» **WHAT TO WORK ON**
Print the entries below, starting from their first line and continuing up to and including the line with "x=300, y=541", keeping every character unchanged.

-- start SOURCE RECORDS --

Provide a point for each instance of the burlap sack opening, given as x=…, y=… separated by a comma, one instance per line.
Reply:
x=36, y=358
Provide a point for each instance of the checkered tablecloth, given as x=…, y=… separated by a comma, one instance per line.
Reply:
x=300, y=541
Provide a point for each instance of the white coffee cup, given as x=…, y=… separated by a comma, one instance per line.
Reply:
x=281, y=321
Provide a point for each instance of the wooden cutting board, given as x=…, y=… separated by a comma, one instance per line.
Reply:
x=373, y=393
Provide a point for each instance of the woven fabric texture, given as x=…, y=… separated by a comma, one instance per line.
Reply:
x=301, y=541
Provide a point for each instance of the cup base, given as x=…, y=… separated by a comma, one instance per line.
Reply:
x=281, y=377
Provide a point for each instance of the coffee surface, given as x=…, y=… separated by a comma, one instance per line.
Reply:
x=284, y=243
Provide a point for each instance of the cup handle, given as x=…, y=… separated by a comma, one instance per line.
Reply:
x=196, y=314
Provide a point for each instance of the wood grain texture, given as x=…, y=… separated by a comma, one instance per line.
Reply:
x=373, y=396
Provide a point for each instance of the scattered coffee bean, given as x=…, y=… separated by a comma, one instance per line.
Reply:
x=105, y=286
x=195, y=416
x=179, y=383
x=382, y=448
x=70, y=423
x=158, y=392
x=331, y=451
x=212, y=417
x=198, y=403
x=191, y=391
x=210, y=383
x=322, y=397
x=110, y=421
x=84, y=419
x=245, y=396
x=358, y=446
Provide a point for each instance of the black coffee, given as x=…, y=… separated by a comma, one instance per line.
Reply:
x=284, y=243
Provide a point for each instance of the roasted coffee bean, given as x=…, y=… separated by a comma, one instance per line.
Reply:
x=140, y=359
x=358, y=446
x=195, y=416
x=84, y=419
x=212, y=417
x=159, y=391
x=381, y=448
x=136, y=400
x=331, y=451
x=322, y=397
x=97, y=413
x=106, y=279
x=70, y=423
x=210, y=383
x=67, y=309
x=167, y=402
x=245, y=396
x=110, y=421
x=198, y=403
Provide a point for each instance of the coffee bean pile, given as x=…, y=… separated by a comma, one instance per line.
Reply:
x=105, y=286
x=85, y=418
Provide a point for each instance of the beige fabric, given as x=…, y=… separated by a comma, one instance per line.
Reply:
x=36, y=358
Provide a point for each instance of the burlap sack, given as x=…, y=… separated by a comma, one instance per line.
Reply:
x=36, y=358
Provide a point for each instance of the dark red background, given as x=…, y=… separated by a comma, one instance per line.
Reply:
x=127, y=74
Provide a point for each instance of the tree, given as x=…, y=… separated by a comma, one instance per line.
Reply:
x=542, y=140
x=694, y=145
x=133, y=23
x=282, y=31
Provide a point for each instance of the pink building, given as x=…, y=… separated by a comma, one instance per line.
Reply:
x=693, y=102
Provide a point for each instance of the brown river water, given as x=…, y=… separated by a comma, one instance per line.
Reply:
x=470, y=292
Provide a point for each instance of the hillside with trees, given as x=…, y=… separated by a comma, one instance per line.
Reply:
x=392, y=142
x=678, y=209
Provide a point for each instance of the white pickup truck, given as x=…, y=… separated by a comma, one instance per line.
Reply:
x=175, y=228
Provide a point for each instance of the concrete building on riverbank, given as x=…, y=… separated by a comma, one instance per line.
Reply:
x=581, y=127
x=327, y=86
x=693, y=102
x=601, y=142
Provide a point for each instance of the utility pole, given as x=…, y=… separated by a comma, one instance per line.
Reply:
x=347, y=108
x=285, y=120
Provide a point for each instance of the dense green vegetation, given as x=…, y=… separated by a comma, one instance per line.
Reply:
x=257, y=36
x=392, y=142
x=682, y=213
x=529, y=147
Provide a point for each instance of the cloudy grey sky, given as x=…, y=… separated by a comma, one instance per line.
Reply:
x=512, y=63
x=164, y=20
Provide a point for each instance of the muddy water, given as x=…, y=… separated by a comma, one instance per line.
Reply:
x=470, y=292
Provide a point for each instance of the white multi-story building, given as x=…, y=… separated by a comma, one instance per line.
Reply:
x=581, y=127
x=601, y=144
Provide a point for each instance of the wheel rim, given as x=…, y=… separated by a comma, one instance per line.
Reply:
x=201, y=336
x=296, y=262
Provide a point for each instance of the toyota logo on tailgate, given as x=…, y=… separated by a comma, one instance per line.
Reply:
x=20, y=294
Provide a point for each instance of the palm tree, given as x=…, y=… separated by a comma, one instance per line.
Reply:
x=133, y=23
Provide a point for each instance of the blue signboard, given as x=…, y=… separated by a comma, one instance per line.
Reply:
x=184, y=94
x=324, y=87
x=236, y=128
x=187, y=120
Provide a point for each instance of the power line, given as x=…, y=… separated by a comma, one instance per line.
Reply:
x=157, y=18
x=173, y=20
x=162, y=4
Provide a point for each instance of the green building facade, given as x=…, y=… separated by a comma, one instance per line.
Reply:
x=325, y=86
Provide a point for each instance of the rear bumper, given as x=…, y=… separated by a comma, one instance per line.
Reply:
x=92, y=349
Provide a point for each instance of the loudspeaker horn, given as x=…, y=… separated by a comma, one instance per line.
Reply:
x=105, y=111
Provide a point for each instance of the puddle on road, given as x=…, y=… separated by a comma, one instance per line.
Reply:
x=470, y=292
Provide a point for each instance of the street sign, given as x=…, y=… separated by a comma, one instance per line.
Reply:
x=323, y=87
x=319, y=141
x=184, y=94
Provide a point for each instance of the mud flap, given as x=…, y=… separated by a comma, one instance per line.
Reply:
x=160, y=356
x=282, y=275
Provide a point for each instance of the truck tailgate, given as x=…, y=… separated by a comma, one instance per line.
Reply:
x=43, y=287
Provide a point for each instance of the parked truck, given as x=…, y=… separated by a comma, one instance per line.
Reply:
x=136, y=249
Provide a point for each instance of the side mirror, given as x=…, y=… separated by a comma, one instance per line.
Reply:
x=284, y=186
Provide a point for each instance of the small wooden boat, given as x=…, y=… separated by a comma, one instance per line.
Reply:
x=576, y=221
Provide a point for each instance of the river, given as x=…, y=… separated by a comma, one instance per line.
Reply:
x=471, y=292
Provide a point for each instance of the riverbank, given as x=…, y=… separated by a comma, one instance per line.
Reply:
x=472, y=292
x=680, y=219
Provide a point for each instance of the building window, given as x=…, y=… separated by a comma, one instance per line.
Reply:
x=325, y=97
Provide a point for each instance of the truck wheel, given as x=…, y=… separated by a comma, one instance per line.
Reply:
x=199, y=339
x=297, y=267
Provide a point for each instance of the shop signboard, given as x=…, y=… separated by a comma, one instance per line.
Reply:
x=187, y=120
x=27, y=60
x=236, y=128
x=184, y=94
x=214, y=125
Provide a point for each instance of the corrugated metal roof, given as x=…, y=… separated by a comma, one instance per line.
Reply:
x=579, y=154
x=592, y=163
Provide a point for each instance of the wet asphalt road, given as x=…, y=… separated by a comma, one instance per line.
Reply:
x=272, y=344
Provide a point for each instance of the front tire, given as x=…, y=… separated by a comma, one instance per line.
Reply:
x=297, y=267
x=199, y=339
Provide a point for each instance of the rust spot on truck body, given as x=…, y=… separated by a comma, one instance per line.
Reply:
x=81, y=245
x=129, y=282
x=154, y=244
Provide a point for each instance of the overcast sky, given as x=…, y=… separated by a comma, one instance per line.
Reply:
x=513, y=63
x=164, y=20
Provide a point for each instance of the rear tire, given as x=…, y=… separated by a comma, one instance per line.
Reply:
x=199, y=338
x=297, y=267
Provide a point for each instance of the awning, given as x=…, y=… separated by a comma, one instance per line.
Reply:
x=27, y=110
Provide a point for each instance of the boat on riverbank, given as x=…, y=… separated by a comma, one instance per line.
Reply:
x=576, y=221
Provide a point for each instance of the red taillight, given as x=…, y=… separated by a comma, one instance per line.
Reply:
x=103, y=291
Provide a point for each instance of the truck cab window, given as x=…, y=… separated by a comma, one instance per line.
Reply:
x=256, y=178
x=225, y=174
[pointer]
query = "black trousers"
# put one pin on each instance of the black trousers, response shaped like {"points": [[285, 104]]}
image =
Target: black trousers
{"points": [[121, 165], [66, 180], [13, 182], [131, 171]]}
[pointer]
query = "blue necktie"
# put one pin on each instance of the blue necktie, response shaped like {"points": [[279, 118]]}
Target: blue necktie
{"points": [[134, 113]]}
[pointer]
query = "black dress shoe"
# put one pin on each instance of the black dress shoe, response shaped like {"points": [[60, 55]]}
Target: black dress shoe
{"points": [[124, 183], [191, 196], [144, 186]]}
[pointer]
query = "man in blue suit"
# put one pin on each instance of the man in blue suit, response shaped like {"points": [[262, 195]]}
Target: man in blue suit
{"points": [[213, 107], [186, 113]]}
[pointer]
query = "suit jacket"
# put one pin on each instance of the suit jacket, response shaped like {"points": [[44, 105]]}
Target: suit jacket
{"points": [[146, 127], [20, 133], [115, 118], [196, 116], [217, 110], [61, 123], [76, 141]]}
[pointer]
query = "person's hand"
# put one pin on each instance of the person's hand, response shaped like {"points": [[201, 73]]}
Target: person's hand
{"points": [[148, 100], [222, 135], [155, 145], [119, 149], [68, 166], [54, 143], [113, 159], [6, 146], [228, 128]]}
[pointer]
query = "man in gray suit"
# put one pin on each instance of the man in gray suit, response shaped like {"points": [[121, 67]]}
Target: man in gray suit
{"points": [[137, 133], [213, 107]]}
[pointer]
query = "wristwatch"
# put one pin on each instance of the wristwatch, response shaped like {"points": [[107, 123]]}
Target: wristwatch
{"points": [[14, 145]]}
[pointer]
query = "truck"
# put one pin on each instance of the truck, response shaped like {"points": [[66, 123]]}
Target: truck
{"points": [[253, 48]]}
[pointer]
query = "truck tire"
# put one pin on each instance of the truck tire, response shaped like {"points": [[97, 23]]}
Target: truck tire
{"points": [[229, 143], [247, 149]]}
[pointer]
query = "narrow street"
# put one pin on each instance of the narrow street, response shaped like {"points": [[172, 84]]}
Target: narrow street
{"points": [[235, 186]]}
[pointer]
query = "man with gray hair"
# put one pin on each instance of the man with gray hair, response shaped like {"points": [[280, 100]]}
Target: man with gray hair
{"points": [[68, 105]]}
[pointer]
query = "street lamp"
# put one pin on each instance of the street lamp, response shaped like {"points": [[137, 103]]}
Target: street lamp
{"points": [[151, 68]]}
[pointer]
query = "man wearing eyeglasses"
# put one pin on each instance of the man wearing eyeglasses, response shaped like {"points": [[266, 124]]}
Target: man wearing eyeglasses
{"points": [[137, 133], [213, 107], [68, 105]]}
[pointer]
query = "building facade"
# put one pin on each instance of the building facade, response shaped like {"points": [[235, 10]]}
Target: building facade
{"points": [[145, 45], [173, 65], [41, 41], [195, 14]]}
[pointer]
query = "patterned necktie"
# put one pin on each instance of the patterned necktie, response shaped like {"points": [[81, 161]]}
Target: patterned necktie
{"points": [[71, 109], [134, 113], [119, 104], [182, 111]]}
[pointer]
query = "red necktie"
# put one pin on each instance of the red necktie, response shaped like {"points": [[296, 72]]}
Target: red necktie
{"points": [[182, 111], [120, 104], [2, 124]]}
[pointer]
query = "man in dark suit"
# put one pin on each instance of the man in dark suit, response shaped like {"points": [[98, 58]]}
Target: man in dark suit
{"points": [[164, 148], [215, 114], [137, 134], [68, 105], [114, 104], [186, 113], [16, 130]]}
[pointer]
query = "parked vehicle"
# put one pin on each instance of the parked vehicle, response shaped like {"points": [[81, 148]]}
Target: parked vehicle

-- end SOURCE RECORDS --

» **ANSWER TO THIS PROBLEM**
Provide a point for each instance of the burlap sack opening, given as x=…, y=… separated by a comma, one instance per line.
Reply:
x=36, y=358
Provide a point for each instance of the checkered tablecloth, given as x=…, y=… separated by a comma, one instance per line.
Reply:
x=300, y=541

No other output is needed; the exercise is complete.